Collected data
━━━━━━━━━━━━━━━━

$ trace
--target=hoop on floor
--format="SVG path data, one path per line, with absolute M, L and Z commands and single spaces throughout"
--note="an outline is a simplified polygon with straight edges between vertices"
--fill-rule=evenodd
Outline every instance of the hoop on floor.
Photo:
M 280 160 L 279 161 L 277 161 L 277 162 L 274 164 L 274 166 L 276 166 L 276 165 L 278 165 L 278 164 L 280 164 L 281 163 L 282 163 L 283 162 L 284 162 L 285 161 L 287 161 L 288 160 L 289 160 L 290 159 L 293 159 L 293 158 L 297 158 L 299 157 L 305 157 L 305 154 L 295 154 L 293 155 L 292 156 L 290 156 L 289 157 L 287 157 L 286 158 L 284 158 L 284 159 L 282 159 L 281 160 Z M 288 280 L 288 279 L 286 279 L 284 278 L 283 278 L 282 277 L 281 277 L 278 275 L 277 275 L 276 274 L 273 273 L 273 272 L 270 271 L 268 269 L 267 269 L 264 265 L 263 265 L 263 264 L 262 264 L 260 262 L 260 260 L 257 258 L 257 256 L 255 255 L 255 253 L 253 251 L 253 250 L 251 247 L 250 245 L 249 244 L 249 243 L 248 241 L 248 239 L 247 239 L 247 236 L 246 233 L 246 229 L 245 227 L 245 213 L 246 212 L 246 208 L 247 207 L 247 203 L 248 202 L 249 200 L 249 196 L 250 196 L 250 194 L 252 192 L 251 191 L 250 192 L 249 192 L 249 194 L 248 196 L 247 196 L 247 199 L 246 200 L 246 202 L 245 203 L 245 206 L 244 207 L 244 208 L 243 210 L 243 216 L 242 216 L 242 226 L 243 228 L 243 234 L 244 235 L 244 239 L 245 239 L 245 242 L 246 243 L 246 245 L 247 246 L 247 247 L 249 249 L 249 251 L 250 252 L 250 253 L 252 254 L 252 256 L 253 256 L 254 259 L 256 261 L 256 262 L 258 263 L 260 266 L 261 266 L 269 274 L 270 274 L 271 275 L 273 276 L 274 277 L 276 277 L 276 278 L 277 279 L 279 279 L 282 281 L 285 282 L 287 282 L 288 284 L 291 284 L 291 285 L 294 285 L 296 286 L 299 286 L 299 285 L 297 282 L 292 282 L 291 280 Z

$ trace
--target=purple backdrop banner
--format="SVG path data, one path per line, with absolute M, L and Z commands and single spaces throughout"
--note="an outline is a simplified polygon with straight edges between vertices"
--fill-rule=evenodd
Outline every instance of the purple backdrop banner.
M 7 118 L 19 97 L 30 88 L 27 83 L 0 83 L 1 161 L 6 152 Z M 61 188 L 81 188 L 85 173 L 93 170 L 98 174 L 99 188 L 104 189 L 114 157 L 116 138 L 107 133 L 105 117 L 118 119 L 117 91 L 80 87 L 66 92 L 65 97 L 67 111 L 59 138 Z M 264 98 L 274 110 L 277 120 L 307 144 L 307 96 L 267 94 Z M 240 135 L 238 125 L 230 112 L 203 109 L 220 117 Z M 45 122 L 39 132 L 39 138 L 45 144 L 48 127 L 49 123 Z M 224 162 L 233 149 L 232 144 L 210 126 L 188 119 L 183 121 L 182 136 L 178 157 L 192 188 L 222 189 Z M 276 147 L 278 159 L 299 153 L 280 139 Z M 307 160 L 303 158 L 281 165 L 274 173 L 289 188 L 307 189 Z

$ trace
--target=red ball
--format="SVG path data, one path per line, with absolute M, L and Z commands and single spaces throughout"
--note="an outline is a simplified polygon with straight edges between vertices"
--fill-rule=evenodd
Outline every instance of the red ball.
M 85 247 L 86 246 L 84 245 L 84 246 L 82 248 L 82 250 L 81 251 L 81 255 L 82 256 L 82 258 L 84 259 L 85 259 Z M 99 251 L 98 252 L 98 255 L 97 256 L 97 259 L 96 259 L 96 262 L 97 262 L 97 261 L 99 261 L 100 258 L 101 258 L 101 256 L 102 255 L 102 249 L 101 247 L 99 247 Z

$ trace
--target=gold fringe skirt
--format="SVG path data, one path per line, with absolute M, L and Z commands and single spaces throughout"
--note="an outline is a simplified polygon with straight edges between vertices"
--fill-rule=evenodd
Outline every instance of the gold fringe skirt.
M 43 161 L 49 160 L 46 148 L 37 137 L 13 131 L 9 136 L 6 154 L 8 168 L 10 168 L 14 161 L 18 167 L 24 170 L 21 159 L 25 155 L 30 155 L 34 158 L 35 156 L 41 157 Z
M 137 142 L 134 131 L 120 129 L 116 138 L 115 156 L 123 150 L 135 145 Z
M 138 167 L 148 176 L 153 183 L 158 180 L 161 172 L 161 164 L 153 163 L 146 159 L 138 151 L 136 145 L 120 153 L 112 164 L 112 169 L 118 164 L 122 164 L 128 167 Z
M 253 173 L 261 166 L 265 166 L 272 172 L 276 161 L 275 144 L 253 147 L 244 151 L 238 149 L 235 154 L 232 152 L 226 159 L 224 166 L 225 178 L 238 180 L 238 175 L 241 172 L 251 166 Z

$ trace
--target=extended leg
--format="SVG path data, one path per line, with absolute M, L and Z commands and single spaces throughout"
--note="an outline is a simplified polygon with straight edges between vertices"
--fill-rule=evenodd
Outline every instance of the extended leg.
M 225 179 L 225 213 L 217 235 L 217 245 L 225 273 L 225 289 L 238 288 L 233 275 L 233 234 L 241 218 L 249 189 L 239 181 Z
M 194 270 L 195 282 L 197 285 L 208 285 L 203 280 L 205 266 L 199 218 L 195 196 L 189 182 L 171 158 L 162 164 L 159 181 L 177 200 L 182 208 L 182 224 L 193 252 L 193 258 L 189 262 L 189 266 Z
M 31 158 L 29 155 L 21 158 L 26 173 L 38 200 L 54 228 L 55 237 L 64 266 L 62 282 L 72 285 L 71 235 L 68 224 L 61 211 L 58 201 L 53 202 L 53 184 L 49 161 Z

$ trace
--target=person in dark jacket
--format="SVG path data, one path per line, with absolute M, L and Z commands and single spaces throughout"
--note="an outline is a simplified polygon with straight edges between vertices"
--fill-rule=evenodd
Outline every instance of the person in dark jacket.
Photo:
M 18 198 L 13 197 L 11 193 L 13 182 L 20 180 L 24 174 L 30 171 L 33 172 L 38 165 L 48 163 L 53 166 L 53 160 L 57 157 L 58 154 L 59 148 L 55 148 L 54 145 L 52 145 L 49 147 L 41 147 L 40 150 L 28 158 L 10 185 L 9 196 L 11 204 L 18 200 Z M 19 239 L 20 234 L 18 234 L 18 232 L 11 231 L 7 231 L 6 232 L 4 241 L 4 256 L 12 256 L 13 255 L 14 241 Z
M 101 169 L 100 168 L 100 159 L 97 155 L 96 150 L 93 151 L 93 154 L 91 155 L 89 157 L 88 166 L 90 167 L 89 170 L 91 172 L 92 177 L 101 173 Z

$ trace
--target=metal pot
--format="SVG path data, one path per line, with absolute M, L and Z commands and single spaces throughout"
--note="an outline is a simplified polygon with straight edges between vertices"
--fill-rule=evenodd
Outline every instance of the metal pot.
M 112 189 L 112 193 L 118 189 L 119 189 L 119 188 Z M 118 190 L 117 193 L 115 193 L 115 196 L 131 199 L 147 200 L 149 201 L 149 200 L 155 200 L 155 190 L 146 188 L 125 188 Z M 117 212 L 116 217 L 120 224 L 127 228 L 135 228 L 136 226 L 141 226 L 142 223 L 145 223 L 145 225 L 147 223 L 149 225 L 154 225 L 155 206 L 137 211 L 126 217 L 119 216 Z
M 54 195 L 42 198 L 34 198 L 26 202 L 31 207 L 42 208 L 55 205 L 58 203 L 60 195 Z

━━━━━━━━━━━━━━━━

▸ Set task
In the material above, pick out every line that contains the string "target", treating uppercase and lowercase as different, and copy those lines.

▸ The response
--target=hoop on floor
--target=purple backdrop banner
--target=red ball
--target=gold fringe skirt
--target=extended leg
--target=person in dark jacket
--target=metal pot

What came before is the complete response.